How to maximize the power of wellness incentives

Successful wellness program implementation requires a comprehensive strategy, which is a delicate balance of art and science.

While incentives are an essential component of behavior change, one should not lose sight of what is being incentivized: health. (Photo: Shutterstock)

In 2019 health care costs—including premiums and out-of-pocket costs for employees and dependents—are estimated to reach nearly $15,000 per employee, a number that has continues to increase each year. Given that more than 80 percent of all large US employers offer corporate wellness programs, which often leverage incentives to encourage healthy behaviors, one would think are health expenses would be in check.

Just because an employer has a wellness program does not necessarily mean they have an overarching wellness strategy. Therein lies the problem—while incentives can be powerful drivers of healthy behavior change, their successful implementation requires a comprehensive wellness strategy, which is a delicate balance of both art and science.

Related: 4 wellness priorities for employers in 2019

Companies without a clear strategy often approach wellness offerings in a haphazard manner, deciding to add interventions when annual surveys of employee wellness or biometric screenings shed light on a new concern for the population. This piecemeal approach to wellness adds unnecessary complexity through the incorporation of disjointed vendors, and leads to internal confusion among employees, and in turn, low participation rates in the program. There is a need for a comprehensive wellness strategy from the get-go with a consolidated and holistic ecosystem of health and wellness features to address the unique needs of employees.

▶ _ACTIVITY 1_:
According to the wellness incentives text, what share of large US employers offer corporate wellness programs?
▶ _ACTIVITY 2_:
Quote the wellness incentives text from "While incentives are" down to "be in check.".

▶ _ENTRIES SUPPLIED_:
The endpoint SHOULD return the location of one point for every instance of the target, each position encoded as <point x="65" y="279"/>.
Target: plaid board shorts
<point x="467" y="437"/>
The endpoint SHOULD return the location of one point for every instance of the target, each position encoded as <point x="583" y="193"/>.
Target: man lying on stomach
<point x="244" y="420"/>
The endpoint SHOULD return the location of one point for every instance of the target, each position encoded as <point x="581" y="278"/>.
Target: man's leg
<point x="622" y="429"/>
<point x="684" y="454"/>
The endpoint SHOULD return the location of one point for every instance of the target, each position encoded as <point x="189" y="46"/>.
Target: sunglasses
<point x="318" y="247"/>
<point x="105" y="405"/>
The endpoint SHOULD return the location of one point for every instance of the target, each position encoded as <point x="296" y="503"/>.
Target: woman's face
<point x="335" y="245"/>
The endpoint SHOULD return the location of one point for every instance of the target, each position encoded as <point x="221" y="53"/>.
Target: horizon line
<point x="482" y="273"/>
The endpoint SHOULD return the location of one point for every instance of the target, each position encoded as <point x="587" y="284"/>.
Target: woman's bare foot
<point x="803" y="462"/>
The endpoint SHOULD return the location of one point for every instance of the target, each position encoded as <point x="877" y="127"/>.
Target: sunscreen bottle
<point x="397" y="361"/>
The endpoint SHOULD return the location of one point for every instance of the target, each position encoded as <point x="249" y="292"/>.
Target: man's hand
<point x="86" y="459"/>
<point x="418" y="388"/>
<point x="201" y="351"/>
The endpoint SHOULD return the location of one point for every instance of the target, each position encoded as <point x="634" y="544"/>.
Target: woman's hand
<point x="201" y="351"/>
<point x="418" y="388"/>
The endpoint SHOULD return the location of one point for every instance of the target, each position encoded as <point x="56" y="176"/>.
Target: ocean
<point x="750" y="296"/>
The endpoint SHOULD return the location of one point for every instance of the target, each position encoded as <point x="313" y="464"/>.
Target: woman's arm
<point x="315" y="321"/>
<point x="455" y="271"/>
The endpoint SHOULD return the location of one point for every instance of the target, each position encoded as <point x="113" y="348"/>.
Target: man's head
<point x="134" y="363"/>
==
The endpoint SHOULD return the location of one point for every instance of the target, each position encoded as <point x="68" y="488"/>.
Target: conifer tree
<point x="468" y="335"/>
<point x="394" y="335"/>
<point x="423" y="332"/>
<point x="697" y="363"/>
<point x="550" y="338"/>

▶ _WRITTEN REPLY 1_:
More than 80 percent

▶ _WRITTEN REPLY 2_:
While incentives are an essential component of behavior change, one should not lose sight of what is being incentivized: health. (Photo: Shutterstock)

In 2019 health care costs—including premiums and out-of-pocket costs for employees and dependents—are estimated to reach nearly $15,000 per employee, a number that has continues to increase each year. Given that more than 80 percent of all large US employers offer corporate wellness programs, which often leverage incentives to encourage healthy behaviors, one would think are health expenses would be in check.